[Start of section]

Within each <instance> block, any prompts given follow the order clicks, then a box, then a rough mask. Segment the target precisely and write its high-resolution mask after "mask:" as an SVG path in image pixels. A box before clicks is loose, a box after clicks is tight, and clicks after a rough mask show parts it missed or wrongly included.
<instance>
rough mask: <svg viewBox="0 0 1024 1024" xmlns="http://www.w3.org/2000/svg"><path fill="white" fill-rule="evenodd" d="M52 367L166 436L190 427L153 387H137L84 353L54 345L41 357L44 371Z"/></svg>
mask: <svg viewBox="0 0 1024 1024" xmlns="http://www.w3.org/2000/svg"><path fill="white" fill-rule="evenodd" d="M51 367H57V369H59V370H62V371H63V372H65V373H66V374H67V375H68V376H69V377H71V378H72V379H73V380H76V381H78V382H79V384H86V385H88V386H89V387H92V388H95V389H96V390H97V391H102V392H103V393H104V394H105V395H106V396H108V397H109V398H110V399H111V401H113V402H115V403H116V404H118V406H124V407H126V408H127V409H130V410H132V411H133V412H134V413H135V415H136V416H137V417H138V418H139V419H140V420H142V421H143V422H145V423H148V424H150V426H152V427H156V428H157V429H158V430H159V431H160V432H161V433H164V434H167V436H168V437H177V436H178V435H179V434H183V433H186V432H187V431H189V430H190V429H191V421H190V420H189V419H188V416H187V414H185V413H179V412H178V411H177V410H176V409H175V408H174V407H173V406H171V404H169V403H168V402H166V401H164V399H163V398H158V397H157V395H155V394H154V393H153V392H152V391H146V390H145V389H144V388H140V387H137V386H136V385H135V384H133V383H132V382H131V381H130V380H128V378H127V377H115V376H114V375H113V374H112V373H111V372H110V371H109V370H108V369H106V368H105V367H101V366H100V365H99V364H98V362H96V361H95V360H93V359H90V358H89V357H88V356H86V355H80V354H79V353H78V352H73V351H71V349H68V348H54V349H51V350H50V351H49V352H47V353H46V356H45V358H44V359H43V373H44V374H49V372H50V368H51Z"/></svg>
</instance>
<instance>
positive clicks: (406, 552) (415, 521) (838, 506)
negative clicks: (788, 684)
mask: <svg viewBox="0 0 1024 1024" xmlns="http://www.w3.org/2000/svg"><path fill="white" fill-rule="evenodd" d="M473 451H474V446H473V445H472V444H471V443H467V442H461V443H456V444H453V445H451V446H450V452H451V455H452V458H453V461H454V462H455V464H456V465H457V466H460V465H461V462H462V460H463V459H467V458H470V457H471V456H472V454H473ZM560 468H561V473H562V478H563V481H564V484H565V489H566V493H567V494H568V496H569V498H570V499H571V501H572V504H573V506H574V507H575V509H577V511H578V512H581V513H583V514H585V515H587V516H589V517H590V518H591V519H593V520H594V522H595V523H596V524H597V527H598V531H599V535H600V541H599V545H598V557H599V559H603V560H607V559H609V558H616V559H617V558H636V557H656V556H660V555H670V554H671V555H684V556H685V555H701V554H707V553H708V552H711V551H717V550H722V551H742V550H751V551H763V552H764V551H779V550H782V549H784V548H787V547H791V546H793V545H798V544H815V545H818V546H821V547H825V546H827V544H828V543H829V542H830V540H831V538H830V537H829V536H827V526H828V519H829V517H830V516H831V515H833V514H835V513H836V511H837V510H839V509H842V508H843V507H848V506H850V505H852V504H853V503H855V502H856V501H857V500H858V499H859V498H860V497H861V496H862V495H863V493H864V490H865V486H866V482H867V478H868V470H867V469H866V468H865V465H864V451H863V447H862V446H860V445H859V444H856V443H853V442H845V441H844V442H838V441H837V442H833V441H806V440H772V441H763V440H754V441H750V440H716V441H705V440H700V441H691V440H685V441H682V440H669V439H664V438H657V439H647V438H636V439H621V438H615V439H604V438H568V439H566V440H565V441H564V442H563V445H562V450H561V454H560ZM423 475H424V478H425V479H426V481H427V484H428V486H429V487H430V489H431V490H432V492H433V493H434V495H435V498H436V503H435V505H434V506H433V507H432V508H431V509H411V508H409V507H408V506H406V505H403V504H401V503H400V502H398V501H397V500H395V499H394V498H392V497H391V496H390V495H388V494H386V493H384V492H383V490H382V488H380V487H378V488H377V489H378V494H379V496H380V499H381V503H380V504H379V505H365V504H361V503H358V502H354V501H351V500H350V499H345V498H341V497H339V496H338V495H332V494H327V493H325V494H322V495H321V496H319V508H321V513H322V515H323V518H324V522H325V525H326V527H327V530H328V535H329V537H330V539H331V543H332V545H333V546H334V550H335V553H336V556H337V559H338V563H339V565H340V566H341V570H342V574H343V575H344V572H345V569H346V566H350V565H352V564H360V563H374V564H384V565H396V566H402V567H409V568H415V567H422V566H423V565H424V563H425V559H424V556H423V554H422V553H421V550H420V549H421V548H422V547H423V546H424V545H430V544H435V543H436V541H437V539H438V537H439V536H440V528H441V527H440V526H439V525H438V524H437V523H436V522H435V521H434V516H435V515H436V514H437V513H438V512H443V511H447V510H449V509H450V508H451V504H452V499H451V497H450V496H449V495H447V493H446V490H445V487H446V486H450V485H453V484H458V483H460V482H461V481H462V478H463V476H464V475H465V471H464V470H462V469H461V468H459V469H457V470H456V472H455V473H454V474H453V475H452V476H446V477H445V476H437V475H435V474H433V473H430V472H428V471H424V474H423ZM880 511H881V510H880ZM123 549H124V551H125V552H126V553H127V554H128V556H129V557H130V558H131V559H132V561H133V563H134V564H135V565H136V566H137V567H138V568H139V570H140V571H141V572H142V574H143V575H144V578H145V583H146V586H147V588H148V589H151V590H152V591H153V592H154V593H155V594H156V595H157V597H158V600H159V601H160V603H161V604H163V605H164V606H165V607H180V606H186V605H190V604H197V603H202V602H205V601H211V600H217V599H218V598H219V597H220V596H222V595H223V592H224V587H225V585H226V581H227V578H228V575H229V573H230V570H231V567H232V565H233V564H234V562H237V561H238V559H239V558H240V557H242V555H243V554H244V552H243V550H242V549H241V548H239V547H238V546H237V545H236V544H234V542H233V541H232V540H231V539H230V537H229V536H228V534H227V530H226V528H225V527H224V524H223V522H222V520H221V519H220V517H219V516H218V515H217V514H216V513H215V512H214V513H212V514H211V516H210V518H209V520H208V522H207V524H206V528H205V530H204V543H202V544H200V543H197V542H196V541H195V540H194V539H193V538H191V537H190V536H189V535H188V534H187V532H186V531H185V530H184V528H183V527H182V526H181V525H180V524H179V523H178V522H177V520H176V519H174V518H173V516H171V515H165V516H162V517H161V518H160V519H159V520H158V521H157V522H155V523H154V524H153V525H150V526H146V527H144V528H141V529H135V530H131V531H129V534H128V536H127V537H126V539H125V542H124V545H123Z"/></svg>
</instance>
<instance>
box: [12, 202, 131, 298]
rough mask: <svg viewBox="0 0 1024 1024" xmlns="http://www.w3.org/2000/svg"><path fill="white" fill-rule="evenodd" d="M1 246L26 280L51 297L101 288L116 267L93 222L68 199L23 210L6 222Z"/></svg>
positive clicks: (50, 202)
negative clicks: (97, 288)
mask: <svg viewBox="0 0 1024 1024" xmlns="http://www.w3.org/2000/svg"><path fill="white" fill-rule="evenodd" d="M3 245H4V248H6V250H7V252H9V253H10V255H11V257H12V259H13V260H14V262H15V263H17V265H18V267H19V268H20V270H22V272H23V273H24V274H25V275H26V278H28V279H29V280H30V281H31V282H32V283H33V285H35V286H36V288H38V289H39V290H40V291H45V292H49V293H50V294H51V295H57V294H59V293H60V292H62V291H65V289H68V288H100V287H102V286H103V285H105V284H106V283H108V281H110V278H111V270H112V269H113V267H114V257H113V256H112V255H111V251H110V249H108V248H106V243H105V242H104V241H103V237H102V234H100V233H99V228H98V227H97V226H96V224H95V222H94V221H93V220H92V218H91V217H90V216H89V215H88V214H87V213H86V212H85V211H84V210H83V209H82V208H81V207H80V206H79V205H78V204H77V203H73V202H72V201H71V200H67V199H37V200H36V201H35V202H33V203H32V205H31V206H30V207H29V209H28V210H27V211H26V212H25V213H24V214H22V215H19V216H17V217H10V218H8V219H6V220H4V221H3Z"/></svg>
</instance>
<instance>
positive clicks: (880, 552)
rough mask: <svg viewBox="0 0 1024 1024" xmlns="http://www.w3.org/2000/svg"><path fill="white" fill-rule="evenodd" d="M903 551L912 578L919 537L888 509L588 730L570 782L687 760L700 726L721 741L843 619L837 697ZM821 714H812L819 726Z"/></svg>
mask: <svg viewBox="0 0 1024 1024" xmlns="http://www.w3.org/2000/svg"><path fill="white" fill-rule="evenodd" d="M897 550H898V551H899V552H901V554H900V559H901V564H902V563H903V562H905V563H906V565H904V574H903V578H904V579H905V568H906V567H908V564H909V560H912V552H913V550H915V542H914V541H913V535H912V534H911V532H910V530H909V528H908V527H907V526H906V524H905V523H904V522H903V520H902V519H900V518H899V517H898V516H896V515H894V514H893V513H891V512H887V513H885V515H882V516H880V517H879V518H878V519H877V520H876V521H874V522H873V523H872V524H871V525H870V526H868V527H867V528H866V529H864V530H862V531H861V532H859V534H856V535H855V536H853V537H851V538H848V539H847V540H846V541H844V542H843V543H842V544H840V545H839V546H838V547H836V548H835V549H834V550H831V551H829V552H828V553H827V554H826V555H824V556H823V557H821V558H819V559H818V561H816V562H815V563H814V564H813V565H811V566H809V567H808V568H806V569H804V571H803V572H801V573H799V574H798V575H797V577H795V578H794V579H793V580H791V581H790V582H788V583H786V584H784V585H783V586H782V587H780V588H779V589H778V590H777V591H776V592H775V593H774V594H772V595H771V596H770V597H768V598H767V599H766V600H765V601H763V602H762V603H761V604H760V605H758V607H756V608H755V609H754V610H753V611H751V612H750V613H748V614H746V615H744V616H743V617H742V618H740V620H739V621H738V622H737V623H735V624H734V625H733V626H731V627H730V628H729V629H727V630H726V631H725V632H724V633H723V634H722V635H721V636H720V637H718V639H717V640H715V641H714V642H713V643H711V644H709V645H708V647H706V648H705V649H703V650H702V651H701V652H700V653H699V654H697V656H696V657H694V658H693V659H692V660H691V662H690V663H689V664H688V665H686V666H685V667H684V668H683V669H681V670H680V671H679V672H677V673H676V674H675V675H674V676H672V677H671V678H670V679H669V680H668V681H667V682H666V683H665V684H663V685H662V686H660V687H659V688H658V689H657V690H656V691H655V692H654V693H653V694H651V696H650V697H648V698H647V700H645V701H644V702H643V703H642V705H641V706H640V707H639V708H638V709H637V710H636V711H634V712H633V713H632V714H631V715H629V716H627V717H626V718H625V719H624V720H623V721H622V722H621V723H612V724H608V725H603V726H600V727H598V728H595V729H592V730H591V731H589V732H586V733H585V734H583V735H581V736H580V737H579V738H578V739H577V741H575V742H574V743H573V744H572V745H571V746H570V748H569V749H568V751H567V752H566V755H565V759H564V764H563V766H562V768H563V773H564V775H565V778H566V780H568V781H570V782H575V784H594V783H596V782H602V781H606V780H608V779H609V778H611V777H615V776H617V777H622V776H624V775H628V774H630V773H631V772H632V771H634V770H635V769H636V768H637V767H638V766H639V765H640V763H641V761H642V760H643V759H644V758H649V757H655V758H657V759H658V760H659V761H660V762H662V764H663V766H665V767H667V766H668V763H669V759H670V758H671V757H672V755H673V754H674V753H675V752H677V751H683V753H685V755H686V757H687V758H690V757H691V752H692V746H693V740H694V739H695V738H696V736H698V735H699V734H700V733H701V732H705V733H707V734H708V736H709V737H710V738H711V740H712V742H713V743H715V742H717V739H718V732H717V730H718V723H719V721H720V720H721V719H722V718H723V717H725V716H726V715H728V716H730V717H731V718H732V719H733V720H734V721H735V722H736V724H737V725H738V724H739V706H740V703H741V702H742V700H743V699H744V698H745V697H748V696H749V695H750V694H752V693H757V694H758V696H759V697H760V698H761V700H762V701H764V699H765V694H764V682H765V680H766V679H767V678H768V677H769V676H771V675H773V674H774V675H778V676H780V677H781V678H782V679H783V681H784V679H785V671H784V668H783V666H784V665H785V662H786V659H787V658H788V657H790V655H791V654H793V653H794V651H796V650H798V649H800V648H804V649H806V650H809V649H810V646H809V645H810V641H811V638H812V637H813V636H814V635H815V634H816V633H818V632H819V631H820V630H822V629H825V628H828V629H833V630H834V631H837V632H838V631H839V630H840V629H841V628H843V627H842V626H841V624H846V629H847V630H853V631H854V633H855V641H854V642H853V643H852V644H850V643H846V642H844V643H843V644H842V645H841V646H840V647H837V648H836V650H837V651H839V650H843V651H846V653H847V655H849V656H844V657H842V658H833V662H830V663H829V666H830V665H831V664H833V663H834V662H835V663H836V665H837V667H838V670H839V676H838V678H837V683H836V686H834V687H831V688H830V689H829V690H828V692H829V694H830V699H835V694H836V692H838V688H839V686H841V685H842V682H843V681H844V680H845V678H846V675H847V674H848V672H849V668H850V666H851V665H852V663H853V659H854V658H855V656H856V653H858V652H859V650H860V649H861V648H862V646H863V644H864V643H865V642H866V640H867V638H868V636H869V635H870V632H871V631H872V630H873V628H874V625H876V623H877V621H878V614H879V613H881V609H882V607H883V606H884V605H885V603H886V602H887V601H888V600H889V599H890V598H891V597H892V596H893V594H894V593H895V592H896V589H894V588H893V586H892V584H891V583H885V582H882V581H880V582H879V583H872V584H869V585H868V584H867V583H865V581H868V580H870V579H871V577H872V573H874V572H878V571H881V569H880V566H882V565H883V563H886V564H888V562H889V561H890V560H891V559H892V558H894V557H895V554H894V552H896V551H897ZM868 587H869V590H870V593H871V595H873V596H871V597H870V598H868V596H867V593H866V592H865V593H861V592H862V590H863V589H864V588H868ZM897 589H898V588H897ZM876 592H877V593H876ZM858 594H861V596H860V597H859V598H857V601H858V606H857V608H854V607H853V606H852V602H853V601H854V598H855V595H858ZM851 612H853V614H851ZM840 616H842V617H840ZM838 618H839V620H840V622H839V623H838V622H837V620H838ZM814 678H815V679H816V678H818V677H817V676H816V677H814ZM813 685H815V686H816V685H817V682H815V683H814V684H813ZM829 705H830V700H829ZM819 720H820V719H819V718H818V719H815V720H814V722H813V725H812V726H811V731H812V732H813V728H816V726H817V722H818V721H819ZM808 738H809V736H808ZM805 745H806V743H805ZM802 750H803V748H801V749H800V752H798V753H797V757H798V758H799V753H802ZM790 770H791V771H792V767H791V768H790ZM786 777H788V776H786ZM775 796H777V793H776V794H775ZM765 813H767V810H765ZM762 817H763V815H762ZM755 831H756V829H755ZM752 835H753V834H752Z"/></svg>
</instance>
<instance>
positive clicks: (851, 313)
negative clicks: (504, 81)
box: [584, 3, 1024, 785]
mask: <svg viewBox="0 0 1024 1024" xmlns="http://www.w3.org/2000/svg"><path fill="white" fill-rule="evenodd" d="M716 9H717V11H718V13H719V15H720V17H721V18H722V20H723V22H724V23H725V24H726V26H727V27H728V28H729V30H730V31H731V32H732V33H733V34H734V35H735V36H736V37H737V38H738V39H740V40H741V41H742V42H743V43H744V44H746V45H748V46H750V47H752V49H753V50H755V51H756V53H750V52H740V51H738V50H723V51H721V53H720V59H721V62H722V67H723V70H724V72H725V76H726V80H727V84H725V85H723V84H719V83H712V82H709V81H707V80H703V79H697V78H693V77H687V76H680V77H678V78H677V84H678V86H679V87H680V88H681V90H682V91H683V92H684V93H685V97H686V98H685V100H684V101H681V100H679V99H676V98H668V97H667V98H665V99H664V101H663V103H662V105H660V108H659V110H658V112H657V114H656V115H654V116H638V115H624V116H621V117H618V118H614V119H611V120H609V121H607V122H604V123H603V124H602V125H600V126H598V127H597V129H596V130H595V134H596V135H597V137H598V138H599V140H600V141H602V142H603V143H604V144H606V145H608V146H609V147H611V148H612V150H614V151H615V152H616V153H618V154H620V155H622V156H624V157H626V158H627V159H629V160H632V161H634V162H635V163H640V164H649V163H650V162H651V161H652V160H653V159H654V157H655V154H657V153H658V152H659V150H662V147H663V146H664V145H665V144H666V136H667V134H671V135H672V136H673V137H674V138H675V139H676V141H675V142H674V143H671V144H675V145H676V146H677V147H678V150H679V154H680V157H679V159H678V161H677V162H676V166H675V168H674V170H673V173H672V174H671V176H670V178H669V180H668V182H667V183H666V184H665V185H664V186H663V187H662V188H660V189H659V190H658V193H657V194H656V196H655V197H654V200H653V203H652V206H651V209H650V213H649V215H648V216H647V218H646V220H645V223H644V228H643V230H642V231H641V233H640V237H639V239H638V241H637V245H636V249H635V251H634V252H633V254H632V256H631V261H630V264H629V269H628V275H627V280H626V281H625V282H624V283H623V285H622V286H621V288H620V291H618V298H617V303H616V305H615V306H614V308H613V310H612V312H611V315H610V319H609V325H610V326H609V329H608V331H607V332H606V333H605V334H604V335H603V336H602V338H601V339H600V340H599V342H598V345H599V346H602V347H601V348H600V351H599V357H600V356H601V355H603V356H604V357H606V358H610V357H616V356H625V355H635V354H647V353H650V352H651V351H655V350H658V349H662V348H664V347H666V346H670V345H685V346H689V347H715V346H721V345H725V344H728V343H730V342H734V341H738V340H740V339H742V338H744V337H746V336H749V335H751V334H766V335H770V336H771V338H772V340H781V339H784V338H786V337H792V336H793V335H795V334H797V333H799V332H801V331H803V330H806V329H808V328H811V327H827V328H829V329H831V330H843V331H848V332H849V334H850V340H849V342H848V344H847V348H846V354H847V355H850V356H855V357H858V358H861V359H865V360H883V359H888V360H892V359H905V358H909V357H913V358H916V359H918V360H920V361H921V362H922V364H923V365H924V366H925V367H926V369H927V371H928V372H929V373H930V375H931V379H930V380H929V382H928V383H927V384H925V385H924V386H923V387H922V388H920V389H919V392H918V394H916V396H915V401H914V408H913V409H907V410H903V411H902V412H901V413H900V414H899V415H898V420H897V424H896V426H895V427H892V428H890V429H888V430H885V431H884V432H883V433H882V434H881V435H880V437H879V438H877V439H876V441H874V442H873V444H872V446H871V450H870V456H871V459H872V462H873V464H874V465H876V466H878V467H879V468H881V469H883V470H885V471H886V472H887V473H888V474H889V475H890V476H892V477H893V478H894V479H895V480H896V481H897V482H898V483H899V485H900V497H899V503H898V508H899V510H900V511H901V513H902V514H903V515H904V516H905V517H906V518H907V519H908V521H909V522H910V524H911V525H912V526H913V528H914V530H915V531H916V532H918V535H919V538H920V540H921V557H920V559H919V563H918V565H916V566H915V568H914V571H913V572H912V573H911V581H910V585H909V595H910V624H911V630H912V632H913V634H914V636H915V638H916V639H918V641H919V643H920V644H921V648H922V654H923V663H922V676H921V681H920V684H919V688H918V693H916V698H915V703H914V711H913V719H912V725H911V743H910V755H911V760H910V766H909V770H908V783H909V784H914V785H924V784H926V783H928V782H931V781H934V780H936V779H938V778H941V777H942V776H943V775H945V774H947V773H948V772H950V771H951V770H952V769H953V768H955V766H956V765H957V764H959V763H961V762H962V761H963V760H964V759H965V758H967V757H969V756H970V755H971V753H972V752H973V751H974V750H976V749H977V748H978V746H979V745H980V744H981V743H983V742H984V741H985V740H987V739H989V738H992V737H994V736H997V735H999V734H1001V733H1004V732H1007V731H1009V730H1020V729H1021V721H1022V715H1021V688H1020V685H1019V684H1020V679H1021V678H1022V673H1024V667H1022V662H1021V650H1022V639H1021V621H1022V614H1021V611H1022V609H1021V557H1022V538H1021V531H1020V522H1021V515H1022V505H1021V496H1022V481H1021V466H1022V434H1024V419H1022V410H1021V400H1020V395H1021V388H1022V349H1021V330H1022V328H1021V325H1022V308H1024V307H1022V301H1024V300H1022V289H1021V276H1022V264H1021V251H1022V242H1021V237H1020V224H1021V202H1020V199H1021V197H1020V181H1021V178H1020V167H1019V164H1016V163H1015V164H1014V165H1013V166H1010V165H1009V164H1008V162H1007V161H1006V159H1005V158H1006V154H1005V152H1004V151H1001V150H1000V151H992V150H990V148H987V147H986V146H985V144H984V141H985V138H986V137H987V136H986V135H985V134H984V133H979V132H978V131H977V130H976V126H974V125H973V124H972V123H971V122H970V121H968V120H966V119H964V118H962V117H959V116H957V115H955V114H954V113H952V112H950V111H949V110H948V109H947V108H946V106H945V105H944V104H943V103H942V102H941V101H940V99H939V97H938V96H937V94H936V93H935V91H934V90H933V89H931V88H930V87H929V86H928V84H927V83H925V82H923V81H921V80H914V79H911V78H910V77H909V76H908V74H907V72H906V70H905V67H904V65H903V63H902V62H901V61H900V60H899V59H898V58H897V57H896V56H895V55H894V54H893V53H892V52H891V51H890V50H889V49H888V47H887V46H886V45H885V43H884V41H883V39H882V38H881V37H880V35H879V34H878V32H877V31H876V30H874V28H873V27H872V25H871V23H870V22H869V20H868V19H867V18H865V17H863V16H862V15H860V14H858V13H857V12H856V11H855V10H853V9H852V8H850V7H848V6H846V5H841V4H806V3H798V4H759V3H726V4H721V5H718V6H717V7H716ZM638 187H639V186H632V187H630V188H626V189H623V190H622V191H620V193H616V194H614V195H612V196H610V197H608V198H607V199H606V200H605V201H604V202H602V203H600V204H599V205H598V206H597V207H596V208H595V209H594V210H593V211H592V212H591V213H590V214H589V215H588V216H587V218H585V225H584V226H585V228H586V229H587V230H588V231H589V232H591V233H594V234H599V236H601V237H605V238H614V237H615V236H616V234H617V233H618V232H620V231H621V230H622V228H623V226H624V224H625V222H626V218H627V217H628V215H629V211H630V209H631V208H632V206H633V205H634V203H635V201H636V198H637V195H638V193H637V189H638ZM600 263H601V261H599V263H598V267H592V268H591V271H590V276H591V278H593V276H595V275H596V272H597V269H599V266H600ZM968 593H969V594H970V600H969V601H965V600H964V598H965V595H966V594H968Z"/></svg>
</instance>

[End of section]

YOUR OBJECTIVE: Answer with a single number: how many lines above hold the word "clicks"?

SOLUTION TO THIS PROBLEM: 8